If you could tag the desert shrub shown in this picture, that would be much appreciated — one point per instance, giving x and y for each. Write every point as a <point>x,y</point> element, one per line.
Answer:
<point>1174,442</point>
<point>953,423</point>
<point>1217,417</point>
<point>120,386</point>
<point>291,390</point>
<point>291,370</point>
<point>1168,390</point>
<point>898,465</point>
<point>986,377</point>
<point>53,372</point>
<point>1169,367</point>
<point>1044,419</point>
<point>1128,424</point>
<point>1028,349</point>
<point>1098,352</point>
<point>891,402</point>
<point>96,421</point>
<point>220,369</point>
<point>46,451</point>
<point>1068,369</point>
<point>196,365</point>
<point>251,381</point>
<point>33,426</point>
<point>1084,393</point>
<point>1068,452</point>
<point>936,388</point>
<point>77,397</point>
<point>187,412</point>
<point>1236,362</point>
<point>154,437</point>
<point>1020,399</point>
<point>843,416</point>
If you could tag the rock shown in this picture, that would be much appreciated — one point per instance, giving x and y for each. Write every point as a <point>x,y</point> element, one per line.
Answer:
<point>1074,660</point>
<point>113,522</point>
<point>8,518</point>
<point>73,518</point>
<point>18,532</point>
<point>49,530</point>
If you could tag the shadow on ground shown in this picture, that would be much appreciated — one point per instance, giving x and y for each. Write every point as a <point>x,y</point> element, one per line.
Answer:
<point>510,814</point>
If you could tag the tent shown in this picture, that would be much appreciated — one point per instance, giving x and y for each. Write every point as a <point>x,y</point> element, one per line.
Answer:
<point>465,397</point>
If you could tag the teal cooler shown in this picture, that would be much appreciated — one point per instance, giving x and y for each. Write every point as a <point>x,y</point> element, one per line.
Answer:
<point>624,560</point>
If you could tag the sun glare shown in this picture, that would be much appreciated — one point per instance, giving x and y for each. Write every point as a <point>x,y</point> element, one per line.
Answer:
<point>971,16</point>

────

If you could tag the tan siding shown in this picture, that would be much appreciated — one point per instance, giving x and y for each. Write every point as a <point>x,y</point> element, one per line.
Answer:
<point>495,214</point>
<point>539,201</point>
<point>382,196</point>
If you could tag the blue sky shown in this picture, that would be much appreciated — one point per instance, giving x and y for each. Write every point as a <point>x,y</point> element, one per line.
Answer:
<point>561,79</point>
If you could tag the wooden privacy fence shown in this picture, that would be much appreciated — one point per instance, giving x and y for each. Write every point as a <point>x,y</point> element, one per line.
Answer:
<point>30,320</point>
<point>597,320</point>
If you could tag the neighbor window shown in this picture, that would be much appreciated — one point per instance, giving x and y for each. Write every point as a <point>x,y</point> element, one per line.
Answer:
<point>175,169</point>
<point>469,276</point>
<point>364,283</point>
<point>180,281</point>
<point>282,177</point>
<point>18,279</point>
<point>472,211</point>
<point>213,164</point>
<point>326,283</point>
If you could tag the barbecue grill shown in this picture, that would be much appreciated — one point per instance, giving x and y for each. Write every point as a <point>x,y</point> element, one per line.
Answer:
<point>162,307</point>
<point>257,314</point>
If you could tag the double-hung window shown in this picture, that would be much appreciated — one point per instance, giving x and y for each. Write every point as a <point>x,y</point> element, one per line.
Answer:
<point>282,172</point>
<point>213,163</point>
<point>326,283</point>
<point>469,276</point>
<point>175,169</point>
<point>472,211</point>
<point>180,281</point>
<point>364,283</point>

────

What the task requires: Return each line of the listing that holds the string "window".

Response to this task:
If you could tag the neighbor window shown in this picture, that would be much appreciated — one point per instance, giving x and y for each. Write every point as a <point>x,y</point> element, one per line.
If you could tag the double-hung window shown in this picture, that would be much appreciated — one point per instance, giving x and y for each. Write every point as a <point>x,y</point> element, one per line.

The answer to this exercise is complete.